Start of DATA

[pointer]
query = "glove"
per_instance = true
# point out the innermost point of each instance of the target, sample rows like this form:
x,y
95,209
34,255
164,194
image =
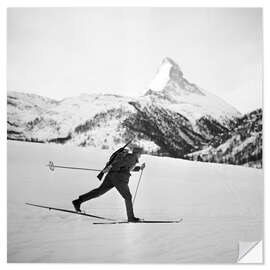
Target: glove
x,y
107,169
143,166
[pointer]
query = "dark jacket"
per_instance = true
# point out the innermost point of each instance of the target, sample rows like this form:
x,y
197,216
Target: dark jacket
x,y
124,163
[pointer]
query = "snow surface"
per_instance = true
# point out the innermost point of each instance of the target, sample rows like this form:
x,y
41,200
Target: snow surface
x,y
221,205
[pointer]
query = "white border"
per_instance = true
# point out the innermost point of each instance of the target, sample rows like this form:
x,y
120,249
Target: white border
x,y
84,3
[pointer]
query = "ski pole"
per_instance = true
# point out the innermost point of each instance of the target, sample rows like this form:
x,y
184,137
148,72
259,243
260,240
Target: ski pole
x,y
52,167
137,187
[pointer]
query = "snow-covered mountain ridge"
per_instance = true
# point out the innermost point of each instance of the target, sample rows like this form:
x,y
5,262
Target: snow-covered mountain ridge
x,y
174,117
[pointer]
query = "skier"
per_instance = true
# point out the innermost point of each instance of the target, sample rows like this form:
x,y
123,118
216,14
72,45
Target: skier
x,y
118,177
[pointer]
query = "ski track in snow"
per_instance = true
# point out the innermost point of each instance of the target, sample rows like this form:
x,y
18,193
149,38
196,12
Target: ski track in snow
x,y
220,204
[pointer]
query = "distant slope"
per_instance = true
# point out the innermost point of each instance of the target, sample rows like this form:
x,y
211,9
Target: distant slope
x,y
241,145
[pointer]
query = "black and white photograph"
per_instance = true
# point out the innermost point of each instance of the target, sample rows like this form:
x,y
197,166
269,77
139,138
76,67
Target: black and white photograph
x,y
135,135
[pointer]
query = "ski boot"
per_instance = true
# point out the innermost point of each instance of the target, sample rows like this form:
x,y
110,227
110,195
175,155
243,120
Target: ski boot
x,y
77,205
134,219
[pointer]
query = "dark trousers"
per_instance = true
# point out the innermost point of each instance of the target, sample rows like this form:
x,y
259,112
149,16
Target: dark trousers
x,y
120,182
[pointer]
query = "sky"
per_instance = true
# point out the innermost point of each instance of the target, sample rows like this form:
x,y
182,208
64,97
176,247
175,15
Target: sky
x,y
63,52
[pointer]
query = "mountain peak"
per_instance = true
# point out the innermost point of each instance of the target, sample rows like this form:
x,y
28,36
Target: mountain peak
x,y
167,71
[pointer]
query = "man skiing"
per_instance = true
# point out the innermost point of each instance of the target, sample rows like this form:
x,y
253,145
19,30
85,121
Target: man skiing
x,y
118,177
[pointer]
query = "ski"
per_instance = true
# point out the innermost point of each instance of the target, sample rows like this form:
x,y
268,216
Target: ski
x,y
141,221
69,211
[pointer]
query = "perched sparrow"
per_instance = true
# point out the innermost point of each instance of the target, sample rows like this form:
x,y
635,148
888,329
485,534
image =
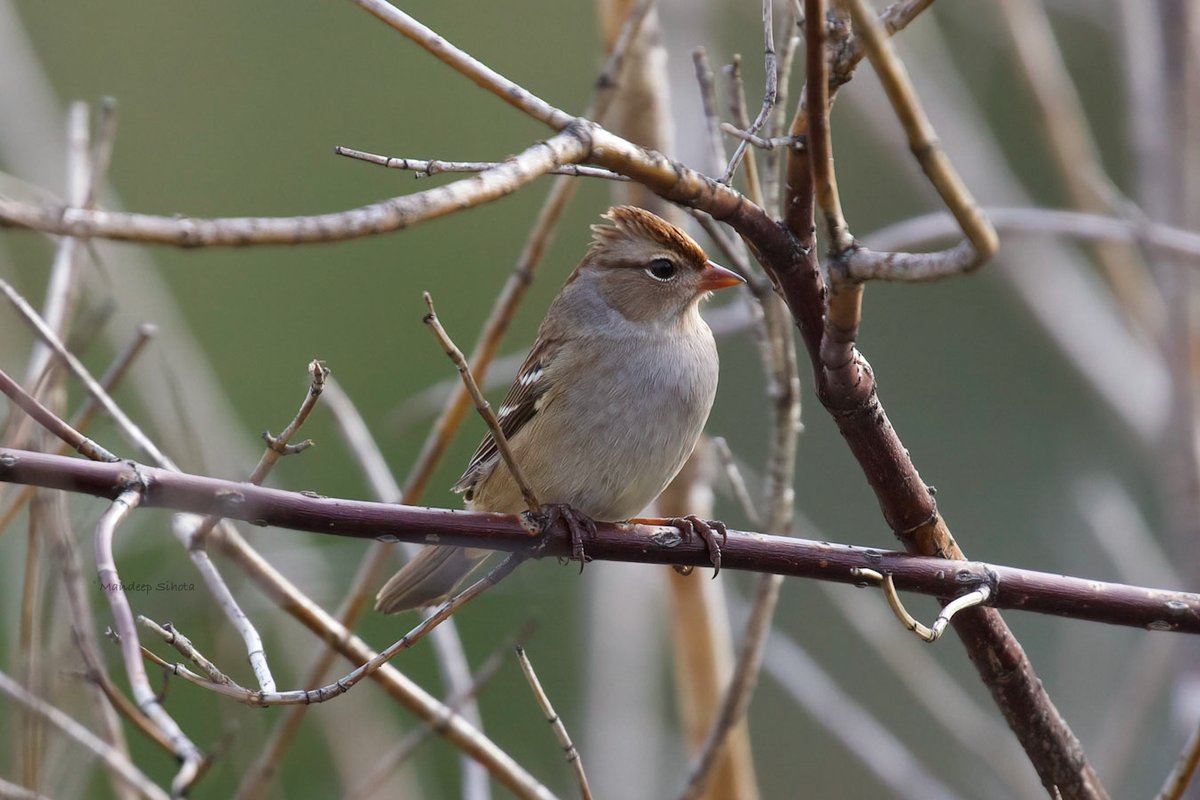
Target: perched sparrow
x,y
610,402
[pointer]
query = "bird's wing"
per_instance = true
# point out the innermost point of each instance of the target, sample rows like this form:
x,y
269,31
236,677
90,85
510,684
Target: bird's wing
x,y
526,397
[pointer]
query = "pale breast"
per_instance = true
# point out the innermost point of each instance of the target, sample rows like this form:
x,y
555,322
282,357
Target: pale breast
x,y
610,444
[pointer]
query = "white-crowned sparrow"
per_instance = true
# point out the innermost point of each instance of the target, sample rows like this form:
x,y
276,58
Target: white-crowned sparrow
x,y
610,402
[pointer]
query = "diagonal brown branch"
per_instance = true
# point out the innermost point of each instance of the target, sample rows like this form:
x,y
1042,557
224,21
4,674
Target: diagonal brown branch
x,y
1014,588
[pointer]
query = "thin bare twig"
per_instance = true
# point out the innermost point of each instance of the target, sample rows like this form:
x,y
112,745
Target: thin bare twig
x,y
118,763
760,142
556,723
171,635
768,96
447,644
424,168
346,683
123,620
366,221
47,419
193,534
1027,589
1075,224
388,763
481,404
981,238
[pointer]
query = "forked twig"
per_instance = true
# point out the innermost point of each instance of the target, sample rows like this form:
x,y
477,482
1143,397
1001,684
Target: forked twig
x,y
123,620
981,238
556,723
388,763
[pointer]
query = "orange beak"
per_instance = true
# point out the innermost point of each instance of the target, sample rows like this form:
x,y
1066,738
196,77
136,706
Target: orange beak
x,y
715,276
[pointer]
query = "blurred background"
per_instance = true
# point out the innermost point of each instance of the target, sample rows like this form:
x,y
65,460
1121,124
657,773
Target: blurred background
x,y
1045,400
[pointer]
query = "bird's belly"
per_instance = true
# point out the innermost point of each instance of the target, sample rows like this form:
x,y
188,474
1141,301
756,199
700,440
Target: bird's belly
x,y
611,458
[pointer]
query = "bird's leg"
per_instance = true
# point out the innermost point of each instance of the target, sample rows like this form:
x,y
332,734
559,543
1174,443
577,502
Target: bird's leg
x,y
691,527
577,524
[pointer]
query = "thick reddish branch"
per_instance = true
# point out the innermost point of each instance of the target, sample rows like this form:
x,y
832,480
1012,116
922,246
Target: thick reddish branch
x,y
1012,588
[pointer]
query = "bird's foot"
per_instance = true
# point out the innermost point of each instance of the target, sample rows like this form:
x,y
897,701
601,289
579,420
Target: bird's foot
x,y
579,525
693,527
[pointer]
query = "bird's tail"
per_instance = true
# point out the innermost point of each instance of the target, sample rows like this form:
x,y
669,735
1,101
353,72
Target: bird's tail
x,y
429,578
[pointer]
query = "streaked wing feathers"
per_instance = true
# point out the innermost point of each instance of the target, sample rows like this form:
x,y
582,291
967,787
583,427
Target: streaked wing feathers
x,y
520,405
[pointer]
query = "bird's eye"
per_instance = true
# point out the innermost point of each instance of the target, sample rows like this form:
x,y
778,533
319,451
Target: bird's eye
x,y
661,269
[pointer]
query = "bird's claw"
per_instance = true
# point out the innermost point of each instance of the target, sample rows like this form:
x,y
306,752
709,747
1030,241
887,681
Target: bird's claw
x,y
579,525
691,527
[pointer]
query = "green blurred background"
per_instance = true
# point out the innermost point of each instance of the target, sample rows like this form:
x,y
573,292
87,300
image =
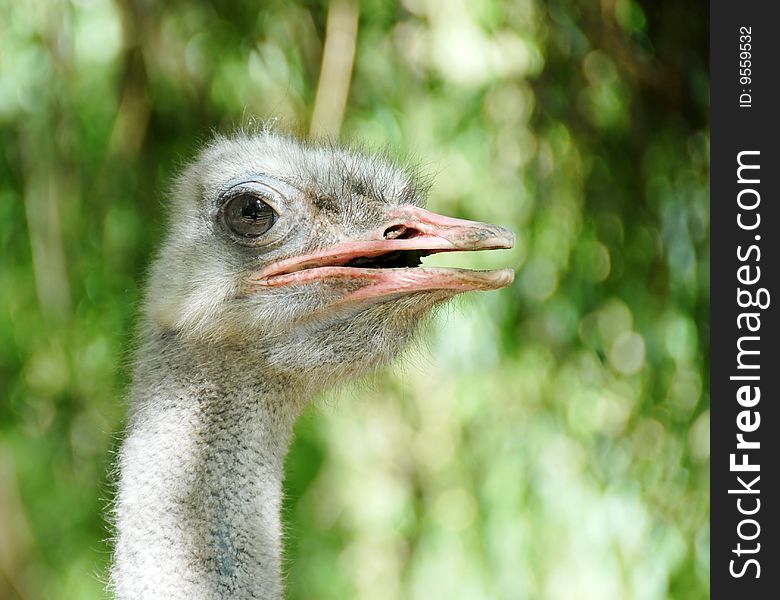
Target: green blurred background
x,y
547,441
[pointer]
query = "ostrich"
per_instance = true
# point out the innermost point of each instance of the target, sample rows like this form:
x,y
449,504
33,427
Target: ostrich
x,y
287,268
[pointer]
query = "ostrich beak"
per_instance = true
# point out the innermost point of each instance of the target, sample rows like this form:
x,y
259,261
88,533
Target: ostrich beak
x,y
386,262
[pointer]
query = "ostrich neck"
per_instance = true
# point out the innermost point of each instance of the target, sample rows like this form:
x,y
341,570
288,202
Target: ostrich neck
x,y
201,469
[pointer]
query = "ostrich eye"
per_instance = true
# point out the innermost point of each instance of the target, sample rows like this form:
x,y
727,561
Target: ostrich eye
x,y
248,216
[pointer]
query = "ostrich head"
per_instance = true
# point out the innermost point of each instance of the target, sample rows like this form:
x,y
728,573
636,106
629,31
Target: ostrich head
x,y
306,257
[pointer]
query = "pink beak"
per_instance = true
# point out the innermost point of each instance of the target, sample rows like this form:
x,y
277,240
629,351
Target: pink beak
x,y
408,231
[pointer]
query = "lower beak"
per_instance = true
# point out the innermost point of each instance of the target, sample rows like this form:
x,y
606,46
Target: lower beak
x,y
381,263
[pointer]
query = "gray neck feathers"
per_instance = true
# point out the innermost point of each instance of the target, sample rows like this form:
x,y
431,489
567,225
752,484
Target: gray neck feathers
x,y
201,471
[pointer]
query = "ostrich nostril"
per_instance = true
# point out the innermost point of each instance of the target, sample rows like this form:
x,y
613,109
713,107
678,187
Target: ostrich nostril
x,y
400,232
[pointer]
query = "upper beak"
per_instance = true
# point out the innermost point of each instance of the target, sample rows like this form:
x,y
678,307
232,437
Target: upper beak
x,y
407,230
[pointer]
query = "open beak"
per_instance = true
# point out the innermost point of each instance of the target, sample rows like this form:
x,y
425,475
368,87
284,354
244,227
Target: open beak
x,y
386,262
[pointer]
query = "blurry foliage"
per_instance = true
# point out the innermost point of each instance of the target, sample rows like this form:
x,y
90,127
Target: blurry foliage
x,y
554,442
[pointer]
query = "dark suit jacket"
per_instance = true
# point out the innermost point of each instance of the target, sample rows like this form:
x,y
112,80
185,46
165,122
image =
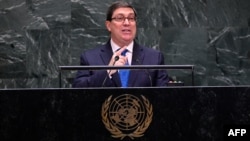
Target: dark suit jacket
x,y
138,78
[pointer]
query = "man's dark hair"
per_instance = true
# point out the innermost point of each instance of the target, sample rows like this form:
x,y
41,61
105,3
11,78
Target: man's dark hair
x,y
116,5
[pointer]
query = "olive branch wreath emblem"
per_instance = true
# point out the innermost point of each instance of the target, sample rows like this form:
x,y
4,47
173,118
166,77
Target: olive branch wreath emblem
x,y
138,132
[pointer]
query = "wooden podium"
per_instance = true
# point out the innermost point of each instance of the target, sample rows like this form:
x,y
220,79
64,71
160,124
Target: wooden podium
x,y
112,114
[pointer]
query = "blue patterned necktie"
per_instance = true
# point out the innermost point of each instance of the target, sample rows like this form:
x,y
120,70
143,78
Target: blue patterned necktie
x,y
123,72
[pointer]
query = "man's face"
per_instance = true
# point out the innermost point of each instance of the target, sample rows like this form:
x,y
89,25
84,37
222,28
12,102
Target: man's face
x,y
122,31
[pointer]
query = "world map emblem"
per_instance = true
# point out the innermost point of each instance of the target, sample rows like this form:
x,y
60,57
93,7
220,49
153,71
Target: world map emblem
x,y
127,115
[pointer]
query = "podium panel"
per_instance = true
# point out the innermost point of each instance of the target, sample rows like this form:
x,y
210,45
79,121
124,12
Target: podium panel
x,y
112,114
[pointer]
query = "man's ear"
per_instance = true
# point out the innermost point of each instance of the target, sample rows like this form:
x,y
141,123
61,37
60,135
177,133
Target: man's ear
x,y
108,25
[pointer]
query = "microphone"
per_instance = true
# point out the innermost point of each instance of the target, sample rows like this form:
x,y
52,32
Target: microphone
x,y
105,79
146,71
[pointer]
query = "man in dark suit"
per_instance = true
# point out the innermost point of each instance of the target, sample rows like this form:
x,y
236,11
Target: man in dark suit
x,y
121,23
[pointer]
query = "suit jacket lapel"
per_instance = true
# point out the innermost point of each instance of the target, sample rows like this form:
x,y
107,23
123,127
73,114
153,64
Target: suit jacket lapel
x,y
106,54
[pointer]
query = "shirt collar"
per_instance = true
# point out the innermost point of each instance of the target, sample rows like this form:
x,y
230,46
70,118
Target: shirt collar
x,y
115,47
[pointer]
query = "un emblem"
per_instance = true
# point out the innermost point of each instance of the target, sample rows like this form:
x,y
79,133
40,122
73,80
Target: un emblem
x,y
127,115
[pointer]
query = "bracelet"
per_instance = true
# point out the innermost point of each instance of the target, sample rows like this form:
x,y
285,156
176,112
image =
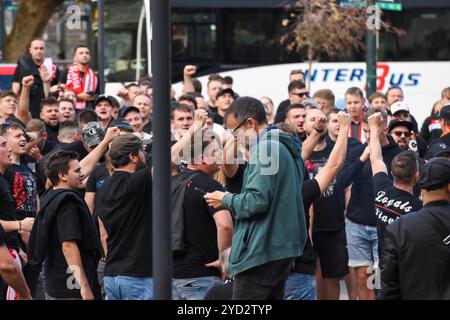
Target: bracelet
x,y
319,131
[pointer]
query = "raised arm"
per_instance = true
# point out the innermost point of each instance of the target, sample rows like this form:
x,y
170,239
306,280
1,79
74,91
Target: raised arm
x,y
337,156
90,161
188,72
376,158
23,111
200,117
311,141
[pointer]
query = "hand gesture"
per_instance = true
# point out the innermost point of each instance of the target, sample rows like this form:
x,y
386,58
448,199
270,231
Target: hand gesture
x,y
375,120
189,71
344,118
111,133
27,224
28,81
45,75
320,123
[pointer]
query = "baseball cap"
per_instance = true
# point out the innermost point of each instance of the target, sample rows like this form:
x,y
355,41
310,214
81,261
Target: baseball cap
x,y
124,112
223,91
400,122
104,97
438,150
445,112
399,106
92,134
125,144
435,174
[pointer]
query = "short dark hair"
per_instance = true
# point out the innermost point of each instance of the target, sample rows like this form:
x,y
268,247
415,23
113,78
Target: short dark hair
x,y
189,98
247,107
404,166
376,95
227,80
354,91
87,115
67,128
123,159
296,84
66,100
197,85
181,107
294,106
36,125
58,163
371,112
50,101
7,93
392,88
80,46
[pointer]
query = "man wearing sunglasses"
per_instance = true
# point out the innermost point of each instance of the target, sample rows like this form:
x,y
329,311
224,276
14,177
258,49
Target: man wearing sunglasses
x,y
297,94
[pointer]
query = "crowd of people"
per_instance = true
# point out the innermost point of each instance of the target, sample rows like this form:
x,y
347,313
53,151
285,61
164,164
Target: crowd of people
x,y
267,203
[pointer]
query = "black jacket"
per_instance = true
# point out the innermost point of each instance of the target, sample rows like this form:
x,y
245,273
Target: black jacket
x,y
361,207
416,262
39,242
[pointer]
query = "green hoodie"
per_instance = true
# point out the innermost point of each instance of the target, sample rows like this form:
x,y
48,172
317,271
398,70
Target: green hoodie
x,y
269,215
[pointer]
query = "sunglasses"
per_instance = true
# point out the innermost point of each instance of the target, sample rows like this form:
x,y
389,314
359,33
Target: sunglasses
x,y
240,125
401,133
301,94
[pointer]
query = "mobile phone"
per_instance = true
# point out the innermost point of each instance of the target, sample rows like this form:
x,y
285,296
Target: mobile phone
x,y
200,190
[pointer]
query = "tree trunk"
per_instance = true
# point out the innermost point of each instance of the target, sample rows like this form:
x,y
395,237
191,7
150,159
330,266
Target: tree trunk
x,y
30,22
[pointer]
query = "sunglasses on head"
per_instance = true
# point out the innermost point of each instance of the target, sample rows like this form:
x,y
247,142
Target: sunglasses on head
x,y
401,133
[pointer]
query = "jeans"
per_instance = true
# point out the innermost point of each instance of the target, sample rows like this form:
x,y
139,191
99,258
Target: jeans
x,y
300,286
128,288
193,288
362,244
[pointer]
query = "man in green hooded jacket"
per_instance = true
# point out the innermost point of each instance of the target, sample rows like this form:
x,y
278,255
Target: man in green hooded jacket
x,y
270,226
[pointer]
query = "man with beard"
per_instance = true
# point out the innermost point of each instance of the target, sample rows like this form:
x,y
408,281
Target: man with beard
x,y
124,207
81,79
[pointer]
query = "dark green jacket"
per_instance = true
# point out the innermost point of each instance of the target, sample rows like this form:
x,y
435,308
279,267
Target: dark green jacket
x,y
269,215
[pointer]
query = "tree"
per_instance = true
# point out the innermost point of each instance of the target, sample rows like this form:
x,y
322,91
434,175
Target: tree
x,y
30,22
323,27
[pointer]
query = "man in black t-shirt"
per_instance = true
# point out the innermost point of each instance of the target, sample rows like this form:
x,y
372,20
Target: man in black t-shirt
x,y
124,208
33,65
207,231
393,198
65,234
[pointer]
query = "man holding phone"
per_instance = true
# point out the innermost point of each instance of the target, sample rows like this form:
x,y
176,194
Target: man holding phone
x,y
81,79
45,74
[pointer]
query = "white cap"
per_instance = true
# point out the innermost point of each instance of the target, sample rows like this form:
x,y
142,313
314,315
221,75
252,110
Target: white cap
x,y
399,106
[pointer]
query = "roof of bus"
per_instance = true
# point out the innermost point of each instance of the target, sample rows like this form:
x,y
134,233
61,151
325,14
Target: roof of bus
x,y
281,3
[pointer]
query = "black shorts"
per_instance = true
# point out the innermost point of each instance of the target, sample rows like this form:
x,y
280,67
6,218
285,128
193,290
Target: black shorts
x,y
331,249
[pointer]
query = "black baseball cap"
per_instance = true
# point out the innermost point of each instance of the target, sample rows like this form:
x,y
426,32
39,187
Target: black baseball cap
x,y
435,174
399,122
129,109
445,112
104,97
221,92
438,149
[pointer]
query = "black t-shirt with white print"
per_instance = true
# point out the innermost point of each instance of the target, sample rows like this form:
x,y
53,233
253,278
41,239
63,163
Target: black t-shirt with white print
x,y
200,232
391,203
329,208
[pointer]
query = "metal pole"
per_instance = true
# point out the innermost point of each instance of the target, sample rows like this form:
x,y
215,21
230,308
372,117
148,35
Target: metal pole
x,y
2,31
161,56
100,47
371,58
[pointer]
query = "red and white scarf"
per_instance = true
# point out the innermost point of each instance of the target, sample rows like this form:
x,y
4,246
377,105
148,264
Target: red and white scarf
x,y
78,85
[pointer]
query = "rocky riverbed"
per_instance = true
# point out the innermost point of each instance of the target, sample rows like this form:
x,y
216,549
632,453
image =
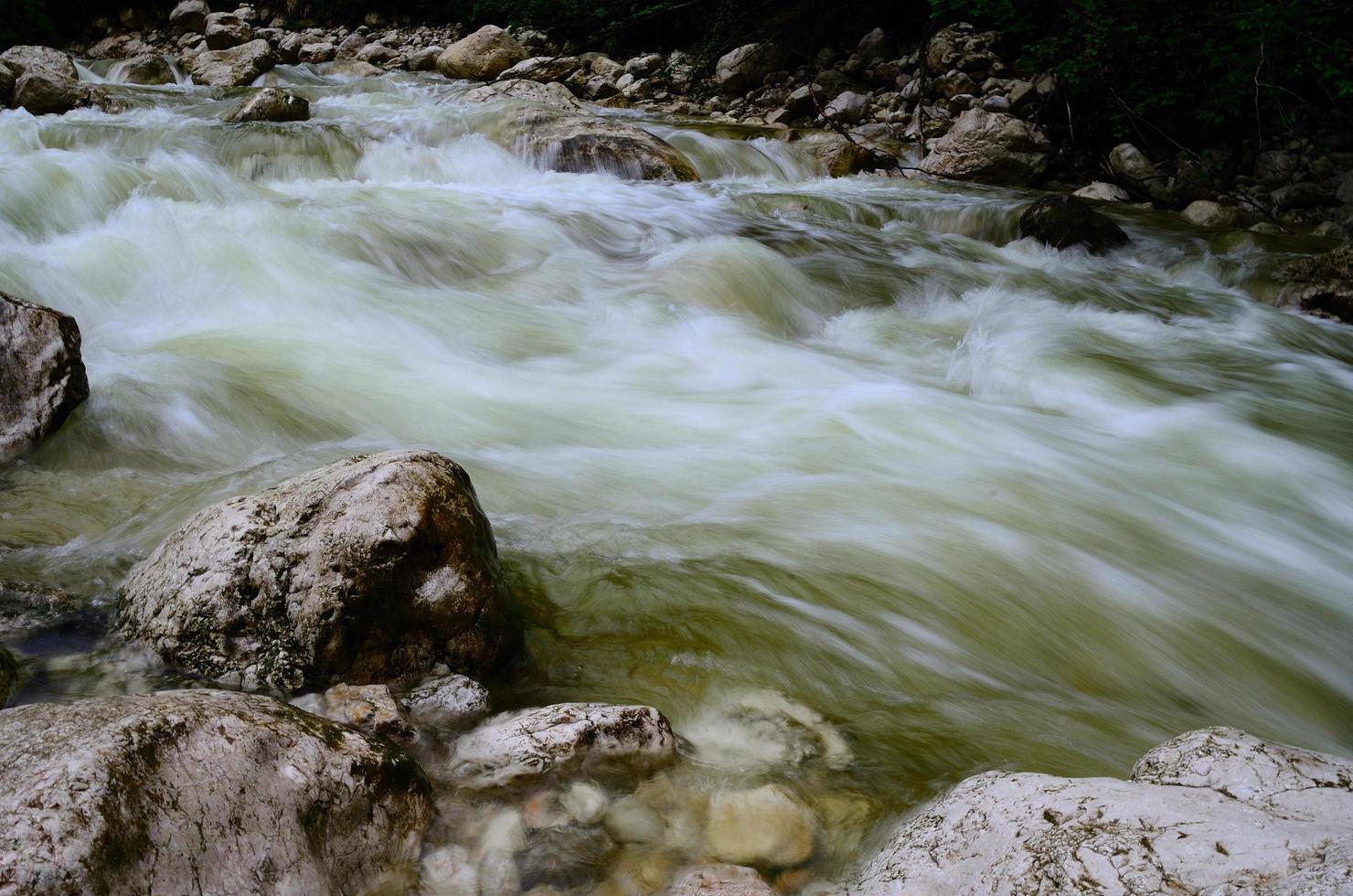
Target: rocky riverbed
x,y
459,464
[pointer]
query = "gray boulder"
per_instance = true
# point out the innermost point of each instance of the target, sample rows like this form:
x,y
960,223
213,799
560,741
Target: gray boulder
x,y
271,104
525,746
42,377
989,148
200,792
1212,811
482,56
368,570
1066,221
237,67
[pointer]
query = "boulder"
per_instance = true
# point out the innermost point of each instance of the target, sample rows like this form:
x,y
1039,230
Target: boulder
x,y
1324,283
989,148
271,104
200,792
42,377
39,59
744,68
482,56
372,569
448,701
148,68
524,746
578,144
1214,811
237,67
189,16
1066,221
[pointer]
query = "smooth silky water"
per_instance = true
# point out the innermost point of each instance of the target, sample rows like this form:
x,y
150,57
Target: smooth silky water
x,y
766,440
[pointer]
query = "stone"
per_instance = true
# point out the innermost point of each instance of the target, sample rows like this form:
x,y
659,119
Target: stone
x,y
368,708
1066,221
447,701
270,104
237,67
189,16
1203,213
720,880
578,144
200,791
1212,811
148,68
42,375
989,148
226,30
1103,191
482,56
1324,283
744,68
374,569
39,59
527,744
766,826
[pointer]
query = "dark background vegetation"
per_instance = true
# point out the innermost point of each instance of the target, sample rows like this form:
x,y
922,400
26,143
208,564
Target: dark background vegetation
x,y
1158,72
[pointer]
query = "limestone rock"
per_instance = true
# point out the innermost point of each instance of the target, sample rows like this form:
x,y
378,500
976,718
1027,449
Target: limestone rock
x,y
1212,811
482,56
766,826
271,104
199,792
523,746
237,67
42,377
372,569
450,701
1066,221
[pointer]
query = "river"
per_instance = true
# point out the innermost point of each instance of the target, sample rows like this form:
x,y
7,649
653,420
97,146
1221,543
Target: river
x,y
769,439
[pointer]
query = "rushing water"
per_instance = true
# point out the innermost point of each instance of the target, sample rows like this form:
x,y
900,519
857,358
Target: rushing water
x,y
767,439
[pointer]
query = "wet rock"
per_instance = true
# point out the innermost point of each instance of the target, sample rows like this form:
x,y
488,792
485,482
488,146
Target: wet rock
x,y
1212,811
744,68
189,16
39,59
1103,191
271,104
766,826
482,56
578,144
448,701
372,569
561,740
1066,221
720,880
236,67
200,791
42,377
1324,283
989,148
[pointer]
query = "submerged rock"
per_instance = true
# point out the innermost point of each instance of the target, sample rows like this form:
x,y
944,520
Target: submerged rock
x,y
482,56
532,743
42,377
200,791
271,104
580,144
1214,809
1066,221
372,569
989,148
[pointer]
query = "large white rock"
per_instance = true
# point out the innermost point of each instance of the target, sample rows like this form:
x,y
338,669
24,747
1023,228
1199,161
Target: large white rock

End of DATA

▶ _WHAT THIS TASK INVOLVES_:
Report every line of the data in which "large" appears.

▶ _REPLY_:
query = "large white rock"
Target: large white rock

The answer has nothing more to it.